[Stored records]
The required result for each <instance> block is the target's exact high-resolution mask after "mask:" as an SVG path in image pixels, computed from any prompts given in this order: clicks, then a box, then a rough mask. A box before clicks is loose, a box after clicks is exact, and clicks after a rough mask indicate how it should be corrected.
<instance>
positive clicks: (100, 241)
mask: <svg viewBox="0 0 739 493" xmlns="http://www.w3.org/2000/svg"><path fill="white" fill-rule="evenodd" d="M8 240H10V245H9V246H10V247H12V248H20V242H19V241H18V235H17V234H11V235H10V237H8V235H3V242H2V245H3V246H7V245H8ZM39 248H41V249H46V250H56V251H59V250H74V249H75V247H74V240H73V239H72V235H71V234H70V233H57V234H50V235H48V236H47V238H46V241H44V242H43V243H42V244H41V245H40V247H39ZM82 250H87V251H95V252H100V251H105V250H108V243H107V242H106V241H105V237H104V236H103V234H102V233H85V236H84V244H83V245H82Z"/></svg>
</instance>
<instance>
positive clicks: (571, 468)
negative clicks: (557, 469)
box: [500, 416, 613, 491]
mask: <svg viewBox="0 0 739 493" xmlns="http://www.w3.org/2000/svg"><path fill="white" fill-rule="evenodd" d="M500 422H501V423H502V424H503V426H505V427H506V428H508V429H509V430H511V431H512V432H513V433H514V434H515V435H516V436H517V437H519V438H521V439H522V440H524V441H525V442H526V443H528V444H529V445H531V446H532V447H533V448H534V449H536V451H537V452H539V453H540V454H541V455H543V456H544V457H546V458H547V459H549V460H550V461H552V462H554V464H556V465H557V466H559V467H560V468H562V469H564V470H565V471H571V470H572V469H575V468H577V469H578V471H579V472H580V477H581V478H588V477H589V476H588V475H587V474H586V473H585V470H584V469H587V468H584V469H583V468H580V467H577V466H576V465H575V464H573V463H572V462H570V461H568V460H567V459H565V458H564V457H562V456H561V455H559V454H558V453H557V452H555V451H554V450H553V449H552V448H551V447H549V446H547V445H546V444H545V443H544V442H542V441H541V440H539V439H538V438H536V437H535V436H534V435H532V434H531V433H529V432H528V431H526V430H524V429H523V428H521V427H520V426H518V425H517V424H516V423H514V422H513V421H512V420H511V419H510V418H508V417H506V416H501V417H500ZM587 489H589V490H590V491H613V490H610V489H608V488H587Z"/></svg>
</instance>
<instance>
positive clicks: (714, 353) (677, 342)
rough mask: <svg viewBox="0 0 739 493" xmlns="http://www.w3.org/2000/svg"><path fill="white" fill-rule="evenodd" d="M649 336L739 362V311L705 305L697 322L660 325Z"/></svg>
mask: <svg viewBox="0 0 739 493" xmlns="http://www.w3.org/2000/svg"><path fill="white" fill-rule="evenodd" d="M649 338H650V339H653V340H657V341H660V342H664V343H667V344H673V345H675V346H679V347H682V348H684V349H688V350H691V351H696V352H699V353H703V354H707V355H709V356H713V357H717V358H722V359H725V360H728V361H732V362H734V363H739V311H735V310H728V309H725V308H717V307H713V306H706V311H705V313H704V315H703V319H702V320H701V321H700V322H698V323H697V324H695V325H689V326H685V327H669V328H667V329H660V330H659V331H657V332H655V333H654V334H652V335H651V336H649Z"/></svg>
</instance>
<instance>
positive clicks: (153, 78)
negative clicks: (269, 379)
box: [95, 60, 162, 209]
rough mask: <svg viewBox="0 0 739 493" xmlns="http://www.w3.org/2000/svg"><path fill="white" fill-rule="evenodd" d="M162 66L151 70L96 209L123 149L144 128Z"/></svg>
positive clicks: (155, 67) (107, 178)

--

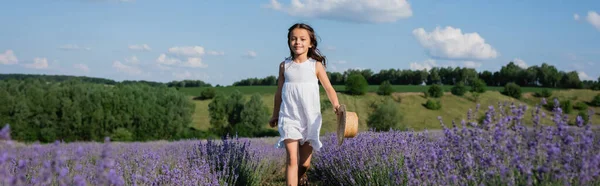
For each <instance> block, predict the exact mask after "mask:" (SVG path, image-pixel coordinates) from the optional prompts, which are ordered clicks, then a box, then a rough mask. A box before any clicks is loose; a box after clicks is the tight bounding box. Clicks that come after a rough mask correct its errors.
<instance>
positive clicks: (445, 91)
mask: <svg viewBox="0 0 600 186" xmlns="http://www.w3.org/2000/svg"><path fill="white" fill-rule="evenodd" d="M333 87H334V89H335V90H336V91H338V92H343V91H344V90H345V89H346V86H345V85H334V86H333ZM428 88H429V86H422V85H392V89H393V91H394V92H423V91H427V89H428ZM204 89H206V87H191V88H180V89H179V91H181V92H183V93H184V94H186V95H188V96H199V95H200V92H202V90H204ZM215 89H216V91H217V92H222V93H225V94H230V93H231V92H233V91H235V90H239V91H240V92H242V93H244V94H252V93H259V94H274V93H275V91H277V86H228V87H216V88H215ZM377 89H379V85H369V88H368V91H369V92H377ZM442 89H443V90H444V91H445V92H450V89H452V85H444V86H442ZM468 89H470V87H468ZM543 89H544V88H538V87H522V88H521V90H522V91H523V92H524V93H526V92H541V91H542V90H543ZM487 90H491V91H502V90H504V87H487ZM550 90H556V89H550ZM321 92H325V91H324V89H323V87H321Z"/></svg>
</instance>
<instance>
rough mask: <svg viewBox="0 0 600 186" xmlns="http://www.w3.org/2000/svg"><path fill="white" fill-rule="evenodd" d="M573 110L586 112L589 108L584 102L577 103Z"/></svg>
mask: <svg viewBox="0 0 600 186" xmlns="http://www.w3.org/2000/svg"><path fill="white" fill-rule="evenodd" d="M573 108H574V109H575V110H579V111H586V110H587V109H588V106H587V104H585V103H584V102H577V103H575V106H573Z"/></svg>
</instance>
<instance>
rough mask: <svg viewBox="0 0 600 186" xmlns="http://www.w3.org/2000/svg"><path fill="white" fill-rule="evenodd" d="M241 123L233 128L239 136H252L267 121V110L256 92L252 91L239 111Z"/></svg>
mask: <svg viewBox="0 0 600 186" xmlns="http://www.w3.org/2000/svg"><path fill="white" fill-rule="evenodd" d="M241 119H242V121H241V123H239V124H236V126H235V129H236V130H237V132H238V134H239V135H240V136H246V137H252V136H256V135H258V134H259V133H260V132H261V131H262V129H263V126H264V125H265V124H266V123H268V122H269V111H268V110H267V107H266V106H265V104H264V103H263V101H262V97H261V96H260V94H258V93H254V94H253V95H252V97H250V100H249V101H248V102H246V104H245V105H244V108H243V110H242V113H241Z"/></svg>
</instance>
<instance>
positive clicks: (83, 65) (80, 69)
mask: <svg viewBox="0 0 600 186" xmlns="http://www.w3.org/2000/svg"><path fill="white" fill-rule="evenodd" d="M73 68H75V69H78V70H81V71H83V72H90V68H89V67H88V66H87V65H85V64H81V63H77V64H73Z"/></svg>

* * *

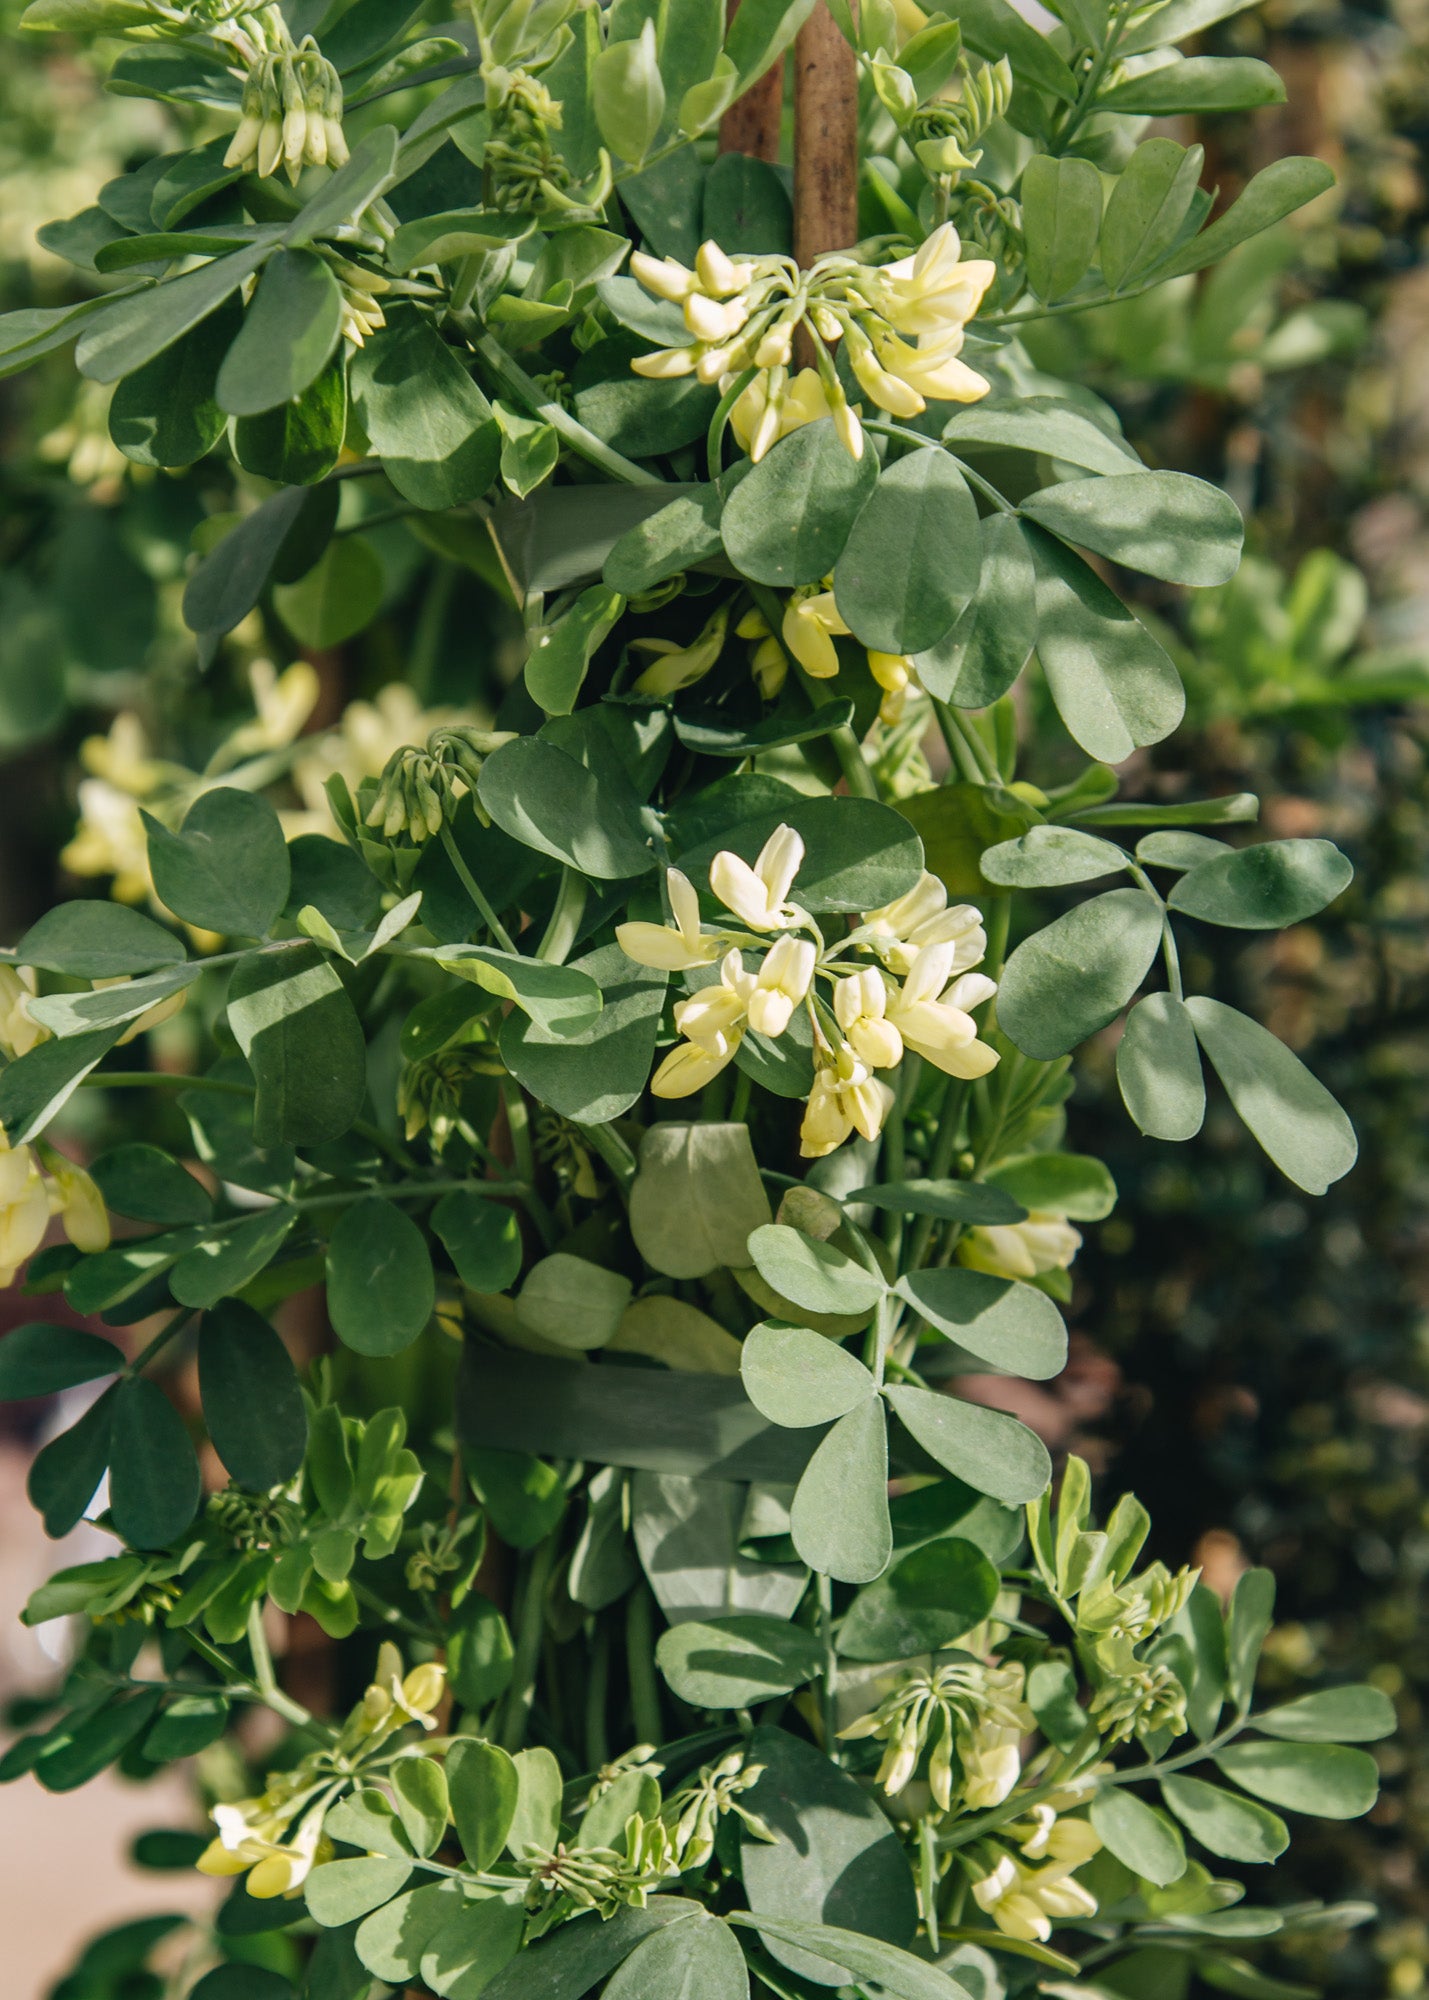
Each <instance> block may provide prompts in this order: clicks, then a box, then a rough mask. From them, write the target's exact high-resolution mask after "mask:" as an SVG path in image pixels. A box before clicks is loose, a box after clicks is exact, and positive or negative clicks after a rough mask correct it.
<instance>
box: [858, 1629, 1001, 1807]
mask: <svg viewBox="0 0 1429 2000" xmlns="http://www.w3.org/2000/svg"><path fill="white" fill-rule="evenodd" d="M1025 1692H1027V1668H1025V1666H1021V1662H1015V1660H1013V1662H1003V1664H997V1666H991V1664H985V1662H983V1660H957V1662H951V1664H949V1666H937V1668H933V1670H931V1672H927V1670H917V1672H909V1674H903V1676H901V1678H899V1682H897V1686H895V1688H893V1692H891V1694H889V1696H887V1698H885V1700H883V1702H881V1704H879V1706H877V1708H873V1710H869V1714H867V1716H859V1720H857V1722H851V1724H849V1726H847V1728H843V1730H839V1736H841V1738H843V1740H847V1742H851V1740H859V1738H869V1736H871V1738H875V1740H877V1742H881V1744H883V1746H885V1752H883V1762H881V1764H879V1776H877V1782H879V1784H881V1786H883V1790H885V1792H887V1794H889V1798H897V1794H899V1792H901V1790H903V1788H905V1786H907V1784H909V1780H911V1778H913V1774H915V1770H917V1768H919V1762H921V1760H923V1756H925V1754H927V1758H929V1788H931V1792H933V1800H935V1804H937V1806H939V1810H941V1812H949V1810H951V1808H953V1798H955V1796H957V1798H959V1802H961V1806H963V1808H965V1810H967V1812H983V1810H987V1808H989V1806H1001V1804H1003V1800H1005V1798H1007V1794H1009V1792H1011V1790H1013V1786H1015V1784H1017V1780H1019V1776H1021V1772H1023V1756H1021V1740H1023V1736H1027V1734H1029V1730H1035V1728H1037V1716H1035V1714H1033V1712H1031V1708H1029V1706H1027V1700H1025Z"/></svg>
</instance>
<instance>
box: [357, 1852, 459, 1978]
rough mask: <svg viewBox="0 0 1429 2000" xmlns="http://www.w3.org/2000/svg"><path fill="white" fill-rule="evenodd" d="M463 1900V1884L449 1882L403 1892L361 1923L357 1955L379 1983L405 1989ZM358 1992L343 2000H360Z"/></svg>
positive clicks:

**What to produce:**
Search the entries for "negative" and copy each matching line.

**Answer for this exercise:**
negative clicks: (557, 469)
negative clicks: (269, 379)
Each <instance> block may provide prompts in this order: clicks, then a box, then a rough mask. From them, write the target's exact high-resolution mask after "mask:" as an SVG path in image pixels. A box before clicks is loose, a box after clicks is exact, and positive or negative clicks after a rough mask correct it.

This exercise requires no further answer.